La sconfitta referendaria ha indebolito Renzi e buona parte della compagine pro-UE che ad oggi con molta probabilità è minoranza nel Paese. Ma è pronto il “Piano B”, preparato da tempo come tutte le scelte importanti promosse dalla Troika che notoriamente non improvvisa mai nulla.
La Troika valuta il rischio concreto che forze “populiste” prendano il sopravvento, sia nel caso di leggi elettorali con premio di maggioranza, che tramite sistemi proporzionali, che potrebbero condurre a coalizioni “anomale” tra movimenti anti-establishment. Tutto ciò renderebbe comunque più complessa – certo non impossibile – la continuazione del processo di cessione di sovranità verso la UE e rallenterebbe il completamento di due tasselli fondamentali necessari alla Troika, che sono l’unione bancaria e l’armonizzazione fiscale della UE.
Perché è importante l’unione bancaria? Per controllare l’emissione di moneta scritturale effettuata dalle banche commerciali (che pesa oltre il 95% della massa monetaria “M1”) tra le quali persistono ancora “sacche” sfuggenti, banche legate al territorio come le Banche di Credito Cooperativo che seppur in piccola parte continuano a fornire liquidità alla piccola economia reale rallentando i piani di deflazione e recessione voluti dalla Troika che sono alla base del meccanismo di appropriazione di risorse ai danni dell’economia reale.
D’altro canto, l’urgenza dell’armonizzazione fiscale serve ad evitare competizioni fiscali tra Paesi membri, a precludere ogni forma di uscita dalla morsa del pareggio di bilancio e cancellare il problema dell’evasione fiscale (Equitalia al confronto sarebbe ricordata come un istituto di opere pie…).
L’Italia non è la Grecia né l’Irlanda. La possibilità che vengano messi in discussione alcuni cardini della UE è tangibile e rappresenta un precedente che darebbe voce ai movimenti anti-establishment di altri Paesi chiave come Spagna (Podemos), Francia (Front National) e Germania (AFD).
Ci risiamo, dunque. I paralleli con il 2011 sono numerosi, così come simile potrebbe essere la logica che la Troika seguirà per governare la situazione: creare un’emergenza da gestire con strumenti tecnici che conducano al commissariamento del Paese o palesino tale minaccia, allo scopo magari di tenere in vita i governi posticci del post-Renzi.

Estratti di dati di etichettatura dei luoghi:
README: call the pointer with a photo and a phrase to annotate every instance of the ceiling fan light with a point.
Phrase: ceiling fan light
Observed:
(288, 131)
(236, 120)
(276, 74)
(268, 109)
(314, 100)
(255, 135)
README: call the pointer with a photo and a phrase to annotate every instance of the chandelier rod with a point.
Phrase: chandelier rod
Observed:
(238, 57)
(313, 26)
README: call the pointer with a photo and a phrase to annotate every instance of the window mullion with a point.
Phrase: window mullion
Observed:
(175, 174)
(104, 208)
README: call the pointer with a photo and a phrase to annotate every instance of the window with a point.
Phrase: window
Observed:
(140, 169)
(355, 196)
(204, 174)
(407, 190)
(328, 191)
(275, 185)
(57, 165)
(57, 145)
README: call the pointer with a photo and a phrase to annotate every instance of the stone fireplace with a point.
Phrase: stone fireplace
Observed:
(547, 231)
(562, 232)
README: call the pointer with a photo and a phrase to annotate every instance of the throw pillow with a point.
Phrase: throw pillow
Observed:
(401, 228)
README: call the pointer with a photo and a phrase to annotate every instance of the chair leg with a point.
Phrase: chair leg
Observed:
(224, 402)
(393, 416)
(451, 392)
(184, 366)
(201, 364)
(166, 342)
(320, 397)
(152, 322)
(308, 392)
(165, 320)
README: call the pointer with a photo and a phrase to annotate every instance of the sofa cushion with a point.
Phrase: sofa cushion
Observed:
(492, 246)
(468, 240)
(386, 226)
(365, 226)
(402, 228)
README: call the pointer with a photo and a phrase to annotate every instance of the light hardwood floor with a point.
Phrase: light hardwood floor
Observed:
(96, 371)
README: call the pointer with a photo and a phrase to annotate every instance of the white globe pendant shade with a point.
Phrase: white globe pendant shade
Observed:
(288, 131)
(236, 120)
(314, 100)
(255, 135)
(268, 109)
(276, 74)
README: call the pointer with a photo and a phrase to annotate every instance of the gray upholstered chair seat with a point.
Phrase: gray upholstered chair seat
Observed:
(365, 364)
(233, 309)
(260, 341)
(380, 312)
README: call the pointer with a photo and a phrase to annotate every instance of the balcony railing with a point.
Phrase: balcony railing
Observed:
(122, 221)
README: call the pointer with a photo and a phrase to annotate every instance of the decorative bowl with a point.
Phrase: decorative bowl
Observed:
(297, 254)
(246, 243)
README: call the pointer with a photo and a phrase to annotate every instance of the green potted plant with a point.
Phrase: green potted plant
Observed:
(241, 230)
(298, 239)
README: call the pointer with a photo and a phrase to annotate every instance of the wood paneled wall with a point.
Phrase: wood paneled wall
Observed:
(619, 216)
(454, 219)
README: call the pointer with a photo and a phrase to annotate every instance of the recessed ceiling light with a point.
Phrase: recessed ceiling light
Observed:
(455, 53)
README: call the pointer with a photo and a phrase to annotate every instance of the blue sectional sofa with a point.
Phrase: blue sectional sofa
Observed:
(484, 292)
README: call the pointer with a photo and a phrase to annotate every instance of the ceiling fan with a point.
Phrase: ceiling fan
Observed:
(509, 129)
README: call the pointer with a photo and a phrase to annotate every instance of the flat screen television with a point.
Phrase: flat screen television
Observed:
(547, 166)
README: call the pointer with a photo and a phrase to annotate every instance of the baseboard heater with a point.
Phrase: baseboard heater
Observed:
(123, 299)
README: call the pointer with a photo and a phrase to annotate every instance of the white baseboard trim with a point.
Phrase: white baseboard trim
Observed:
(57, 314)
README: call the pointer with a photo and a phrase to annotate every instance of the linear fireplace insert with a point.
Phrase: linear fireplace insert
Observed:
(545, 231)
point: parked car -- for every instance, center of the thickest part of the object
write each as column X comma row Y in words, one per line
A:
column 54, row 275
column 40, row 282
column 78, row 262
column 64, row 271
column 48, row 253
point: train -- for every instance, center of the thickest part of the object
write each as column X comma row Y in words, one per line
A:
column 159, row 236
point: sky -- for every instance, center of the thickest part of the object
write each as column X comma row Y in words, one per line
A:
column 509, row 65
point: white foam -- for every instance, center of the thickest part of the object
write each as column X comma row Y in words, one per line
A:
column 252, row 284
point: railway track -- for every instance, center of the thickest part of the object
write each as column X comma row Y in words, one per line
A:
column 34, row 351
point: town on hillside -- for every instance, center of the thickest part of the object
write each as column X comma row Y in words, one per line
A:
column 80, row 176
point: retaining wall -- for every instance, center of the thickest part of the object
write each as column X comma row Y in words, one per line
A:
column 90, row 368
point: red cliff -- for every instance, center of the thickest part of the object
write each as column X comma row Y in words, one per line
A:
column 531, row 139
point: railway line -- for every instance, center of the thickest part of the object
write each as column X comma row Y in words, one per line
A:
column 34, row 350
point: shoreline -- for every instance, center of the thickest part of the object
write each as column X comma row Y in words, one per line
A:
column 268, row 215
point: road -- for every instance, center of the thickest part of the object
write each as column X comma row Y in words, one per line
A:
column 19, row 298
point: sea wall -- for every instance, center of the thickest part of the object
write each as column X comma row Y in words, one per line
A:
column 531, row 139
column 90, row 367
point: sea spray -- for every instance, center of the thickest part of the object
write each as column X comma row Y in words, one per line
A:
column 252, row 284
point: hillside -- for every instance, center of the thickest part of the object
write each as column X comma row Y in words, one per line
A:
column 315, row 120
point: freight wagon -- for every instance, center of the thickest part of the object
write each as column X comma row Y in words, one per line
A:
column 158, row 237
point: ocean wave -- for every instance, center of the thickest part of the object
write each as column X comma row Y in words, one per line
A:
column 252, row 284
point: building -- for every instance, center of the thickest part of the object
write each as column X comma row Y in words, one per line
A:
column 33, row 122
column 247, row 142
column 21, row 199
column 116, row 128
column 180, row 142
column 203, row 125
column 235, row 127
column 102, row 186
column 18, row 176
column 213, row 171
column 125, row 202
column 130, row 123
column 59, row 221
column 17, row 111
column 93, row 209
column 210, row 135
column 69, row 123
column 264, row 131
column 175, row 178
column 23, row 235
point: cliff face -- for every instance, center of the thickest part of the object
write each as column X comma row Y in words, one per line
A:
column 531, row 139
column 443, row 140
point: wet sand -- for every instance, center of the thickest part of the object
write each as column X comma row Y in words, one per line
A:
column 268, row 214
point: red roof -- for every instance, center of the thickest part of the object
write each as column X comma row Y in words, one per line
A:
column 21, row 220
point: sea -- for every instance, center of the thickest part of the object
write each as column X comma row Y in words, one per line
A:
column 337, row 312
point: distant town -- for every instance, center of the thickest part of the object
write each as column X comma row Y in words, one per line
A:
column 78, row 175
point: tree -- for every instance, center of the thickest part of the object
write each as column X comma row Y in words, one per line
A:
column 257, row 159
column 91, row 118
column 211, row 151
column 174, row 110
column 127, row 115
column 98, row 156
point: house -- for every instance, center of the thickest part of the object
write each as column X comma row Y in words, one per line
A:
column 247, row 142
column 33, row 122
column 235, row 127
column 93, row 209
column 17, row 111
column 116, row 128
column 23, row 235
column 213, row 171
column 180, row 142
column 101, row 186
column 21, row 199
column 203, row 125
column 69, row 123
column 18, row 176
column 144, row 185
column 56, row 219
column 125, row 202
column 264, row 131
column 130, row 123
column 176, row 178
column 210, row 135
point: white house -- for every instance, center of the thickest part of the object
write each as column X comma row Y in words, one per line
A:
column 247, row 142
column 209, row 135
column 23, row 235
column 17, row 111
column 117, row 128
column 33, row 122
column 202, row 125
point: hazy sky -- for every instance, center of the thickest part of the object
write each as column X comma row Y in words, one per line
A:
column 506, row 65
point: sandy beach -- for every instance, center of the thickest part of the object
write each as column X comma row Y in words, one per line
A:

--

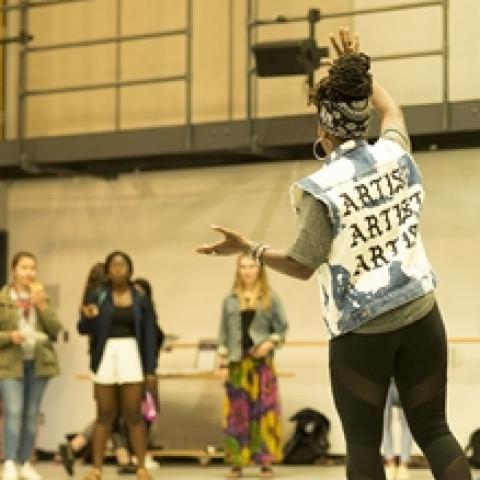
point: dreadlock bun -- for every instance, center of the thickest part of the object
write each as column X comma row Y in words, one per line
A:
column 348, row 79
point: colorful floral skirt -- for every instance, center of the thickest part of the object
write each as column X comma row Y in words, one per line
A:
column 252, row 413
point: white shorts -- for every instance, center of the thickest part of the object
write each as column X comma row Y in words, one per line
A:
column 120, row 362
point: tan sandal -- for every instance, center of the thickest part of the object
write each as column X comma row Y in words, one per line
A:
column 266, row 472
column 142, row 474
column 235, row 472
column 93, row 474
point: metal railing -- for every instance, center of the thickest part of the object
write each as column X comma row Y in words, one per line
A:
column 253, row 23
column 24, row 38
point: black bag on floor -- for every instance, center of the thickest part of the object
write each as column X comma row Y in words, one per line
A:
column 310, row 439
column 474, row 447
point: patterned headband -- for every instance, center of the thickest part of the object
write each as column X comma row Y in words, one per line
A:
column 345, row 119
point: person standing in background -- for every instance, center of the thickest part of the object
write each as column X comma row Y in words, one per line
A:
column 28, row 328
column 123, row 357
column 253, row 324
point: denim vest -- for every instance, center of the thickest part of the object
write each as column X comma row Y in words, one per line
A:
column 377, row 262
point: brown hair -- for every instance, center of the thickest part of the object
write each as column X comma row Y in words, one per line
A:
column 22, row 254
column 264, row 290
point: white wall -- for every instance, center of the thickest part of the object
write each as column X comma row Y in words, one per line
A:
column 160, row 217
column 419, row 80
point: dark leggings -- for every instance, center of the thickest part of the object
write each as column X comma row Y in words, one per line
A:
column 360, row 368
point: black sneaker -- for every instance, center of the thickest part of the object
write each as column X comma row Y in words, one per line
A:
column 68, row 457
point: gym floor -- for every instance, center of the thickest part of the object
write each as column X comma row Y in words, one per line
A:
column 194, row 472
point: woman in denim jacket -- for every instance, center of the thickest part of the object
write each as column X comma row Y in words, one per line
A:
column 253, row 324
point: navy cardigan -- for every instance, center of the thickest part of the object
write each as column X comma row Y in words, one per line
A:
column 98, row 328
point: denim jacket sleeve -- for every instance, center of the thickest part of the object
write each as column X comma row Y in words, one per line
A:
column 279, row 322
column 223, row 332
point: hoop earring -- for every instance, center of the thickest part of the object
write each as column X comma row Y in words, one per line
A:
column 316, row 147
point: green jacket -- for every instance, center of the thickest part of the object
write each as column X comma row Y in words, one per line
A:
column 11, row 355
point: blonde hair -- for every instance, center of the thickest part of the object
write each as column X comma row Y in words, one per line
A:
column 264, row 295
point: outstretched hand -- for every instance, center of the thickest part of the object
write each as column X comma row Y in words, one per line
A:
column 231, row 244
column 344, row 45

...

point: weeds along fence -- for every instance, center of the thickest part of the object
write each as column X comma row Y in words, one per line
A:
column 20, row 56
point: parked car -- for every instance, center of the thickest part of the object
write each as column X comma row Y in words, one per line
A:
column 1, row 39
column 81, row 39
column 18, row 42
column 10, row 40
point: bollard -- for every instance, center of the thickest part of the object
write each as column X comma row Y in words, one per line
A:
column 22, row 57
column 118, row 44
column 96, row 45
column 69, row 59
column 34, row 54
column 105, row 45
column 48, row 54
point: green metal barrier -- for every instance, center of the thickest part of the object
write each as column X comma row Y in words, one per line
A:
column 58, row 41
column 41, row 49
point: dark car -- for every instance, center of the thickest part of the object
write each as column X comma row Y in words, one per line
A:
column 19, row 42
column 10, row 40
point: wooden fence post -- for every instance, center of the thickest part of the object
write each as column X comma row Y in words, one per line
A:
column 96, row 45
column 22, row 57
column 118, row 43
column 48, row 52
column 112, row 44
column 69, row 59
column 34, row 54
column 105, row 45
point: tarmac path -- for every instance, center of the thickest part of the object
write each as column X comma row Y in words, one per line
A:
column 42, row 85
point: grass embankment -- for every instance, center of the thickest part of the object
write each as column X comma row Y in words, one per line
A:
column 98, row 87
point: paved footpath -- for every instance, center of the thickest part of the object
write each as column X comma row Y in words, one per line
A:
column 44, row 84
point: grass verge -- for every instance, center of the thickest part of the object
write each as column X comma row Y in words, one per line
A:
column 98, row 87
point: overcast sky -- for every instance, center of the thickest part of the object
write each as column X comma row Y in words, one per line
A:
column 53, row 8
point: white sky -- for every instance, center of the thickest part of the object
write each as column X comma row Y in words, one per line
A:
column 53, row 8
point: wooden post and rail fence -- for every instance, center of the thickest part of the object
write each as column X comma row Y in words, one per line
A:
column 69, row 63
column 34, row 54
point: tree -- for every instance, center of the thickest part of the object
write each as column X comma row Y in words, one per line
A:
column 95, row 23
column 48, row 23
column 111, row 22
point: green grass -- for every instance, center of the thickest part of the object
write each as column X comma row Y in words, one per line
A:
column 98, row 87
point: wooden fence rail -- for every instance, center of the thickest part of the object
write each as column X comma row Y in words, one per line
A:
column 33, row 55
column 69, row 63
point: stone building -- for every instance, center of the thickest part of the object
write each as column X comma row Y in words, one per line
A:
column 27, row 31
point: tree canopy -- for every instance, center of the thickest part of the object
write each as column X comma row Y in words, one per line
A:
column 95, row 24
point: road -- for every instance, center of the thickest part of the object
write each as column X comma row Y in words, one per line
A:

Consegna scritta:
Rispondi a queste domande basandoti sull'estratto fornito.
(a) Quale quota della massa monetaria "M1" pesa l'emissione di moneta scritturale effettuata dalle banche commerciali?
(b) Quali sono i due tasselli fondamentali necessari alla Troika di cui si rallenterebbe il completamento?
(c) Quale movimento anti-establishment viene citato per la Francia?

Soluzione proposta:
(a) L'emissione di moneta scritturale delle banche commerciali pesa oltre il 95% della massa monetaria "M1".
(b) I due tasselli sono l'unione bancaria e l'armonizzazione fiscale della UE.
(c) Per la Francia viene citato il Front National.